▶

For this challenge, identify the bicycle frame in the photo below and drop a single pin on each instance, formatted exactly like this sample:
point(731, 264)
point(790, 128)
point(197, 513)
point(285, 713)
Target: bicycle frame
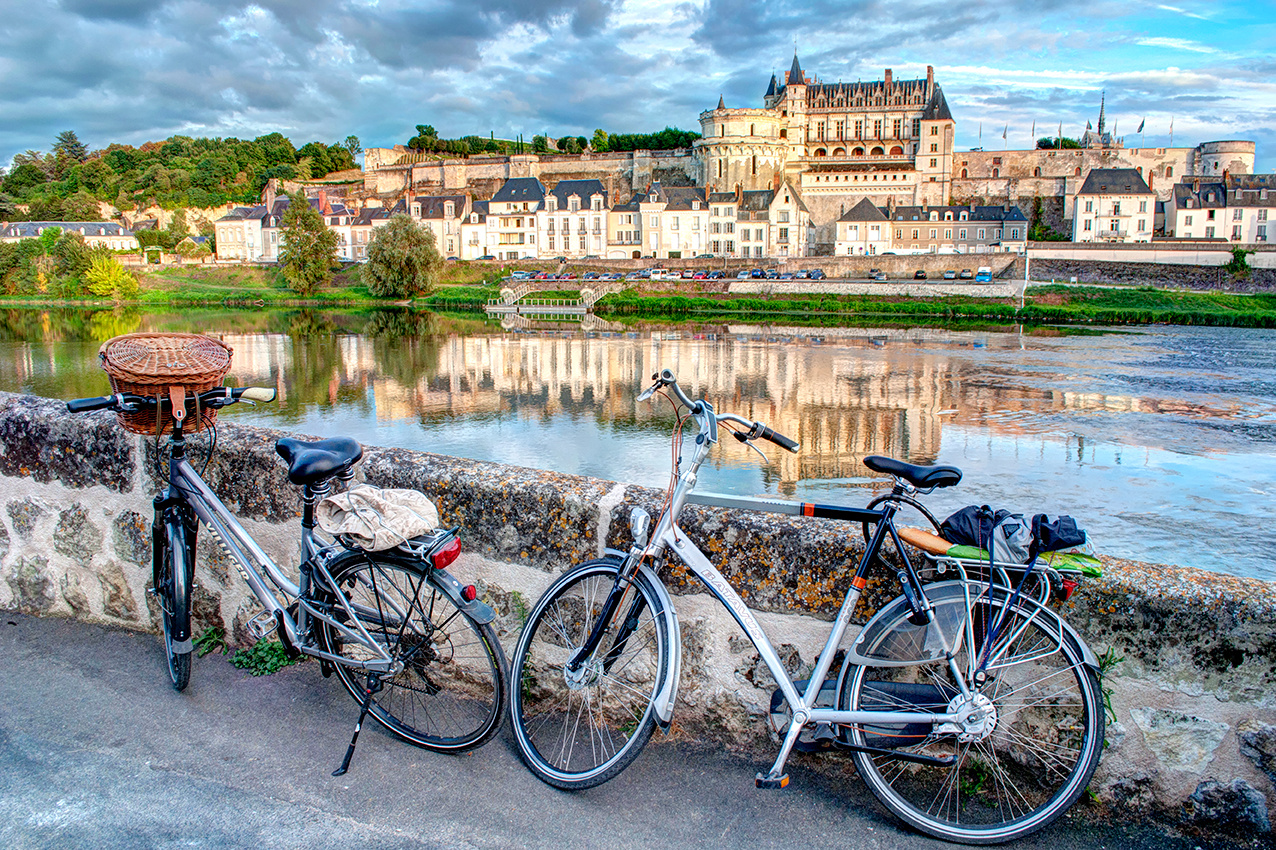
point(186, 488)
point(667, 537)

◀

Reproduce every entry above exactly, and omit the pictures.

For this challenge, identify the bicycle frame in the photo below and drop a single pin on each instance, formatted exactly like this sample:
point(731, 264)
point(790, 128)
point(197, 513)
point(285, 713)
Target: bicycle frame
point(186, 488)
point(667, 537)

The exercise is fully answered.